• WRITTEN REQUEST
Can you repeat the items word for word, starting with the line that contains "Class, indicate each instance of the blue skinsuit" and going on through the line that contains "(1108, 596)", with both of those lines included and nothing else?

Point annotation dataset records
──────────

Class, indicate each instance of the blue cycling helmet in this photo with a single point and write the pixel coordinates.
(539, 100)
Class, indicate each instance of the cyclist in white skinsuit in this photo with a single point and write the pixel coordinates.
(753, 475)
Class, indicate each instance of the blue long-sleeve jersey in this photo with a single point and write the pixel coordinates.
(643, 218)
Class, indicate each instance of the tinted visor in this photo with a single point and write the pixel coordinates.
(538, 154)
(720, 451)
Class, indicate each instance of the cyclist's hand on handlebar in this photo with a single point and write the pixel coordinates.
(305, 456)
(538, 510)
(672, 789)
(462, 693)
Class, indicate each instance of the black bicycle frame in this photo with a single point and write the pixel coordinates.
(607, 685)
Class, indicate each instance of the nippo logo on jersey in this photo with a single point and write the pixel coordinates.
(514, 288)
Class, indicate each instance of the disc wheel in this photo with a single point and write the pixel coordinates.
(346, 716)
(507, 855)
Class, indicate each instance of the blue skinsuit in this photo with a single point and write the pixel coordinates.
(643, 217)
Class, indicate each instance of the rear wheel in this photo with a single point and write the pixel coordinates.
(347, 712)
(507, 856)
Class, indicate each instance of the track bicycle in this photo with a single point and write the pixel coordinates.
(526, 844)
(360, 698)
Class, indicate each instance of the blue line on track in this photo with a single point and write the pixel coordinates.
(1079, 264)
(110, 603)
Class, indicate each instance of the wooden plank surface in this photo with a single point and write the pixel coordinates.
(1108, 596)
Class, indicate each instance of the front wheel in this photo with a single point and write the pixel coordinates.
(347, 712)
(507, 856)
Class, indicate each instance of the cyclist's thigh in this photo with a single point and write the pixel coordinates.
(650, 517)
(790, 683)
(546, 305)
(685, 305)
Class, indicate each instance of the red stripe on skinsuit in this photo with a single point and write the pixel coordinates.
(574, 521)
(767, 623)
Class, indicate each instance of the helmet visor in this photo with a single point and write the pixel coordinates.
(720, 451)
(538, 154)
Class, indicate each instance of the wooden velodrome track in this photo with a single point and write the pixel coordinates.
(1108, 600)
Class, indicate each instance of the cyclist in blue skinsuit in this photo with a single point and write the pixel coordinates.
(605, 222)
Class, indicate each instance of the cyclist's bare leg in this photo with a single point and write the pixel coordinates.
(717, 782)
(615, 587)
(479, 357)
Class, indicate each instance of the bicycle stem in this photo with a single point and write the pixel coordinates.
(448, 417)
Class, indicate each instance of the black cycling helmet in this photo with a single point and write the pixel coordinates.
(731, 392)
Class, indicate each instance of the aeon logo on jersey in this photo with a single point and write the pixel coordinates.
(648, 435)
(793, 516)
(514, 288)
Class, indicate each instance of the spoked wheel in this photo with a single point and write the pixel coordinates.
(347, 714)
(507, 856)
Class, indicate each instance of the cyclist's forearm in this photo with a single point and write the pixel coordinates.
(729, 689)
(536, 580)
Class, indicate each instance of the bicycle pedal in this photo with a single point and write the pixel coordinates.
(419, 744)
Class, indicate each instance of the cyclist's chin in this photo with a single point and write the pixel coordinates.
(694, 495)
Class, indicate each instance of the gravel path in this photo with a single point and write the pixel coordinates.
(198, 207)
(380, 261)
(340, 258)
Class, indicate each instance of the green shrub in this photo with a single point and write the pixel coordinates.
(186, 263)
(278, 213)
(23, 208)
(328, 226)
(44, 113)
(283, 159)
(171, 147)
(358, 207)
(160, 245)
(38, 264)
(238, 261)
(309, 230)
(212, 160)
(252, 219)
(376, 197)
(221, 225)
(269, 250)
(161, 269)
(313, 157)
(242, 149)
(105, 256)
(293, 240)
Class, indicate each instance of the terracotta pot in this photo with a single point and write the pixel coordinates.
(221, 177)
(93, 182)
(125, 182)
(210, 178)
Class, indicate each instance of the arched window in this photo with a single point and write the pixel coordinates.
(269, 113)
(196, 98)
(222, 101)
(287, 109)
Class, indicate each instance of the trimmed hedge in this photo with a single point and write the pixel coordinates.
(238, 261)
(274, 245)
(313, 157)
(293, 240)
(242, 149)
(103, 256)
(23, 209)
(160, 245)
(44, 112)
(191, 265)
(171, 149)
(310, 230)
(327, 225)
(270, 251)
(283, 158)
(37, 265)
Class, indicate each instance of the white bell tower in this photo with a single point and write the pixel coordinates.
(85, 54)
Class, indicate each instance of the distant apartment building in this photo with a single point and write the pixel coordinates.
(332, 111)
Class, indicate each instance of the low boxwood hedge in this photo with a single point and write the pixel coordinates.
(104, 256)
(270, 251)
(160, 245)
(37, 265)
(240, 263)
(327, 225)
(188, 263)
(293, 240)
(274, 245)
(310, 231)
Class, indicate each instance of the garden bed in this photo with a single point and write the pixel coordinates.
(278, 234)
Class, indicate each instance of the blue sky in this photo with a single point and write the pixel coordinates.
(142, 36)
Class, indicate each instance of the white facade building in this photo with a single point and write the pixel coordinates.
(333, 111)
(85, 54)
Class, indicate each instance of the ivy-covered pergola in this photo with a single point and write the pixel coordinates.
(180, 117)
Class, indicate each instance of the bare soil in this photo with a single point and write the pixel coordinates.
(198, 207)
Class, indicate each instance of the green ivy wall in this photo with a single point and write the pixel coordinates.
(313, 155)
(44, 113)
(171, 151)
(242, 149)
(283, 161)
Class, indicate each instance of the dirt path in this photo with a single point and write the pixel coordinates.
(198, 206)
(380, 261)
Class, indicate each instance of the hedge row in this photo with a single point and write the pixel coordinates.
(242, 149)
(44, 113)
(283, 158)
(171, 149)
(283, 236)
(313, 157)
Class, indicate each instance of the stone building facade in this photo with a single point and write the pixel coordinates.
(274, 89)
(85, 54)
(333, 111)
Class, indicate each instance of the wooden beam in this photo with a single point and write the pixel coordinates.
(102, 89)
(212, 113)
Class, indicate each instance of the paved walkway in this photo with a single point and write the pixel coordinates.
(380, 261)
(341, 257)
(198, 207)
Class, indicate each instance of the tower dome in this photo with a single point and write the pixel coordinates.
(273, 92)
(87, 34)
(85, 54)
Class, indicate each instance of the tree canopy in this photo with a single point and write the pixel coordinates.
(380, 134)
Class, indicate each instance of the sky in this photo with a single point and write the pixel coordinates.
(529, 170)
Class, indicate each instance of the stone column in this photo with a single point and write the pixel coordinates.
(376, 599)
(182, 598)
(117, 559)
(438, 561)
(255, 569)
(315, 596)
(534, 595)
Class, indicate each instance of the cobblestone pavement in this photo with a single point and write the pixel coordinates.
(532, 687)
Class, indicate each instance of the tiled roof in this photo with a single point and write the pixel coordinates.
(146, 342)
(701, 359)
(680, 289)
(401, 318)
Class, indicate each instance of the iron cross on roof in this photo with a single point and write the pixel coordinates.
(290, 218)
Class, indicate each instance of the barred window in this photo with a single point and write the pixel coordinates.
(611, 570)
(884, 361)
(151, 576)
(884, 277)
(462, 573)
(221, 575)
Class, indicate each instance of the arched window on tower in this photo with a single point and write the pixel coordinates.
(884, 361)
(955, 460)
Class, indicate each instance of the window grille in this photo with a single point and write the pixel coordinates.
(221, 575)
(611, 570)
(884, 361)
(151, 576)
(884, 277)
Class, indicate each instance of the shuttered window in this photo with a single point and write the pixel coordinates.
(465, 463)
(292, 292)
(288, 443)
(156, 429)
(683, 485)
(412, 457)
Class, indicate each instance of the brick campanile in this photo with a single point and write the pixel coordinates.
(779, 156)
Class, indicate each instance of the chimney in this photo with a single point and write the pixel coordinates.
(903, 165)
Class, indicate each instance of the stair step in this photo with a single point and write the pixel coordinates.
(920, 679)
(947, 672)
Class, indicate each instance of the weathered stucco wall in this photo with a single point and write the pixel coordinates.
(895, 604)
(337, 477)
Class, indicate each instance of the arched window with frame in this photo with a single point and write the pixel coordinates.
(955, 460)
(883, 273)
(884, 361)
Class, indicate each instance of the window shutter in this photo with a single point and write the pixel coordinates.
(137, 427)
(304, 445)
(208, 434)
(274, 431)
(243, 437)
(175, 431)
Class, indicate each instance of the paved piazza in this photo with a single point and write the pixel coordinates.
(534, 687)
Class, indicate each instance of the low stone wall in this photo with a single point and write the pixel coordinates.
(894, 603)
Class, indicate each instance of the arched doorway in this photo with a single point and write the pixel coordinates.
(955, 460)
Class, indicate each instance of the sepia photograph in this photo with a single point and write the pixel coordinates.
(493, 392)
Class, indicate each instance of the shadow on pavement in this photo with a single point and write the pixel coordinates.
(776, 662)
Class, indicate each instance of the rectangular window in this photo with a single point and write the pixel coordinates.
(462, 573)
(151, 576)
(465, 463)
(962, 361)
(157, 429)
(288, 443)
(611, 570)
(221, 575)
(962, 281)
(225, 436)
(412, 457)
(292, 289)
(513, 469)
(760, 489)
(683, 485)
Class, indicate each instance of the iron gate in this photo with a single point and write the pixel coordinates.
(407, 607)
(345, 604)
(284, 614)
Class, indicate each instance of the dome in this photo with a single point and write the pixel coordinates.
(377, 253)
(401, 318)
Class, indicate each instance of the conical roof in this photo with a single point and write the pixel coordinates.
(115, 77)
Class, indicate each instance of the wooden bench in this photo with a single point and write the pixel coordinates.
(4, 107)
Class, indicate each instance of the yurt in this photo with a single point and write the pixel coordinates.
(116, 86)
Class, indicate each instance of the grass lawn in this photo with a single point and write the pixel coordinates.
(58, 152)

──────────

• ANSWER TO THE EXERCISE
Class, indicate each instance of the blue skinsuit in this photo with a single point and write the pixel coordinates.
(643, 217)
Class, indicate each instance of the rear wheel in this photo with a single point and write the pixel coordinates.
(347, 712)
(507, 856)
Class, indicate each instance of the track bicycle in this photo with a single point and write the pixel coordinates.
(526, 844)
(360, 698)
Class, indicate each instance of the blue line on track in this photo with a single point and write the pixel coordinates.
(1079, 264)
(110, 603)
Class, indicate each instance of the wooden plank surface in this photo with a single point and write the pixel coordinates.
(1108, 596)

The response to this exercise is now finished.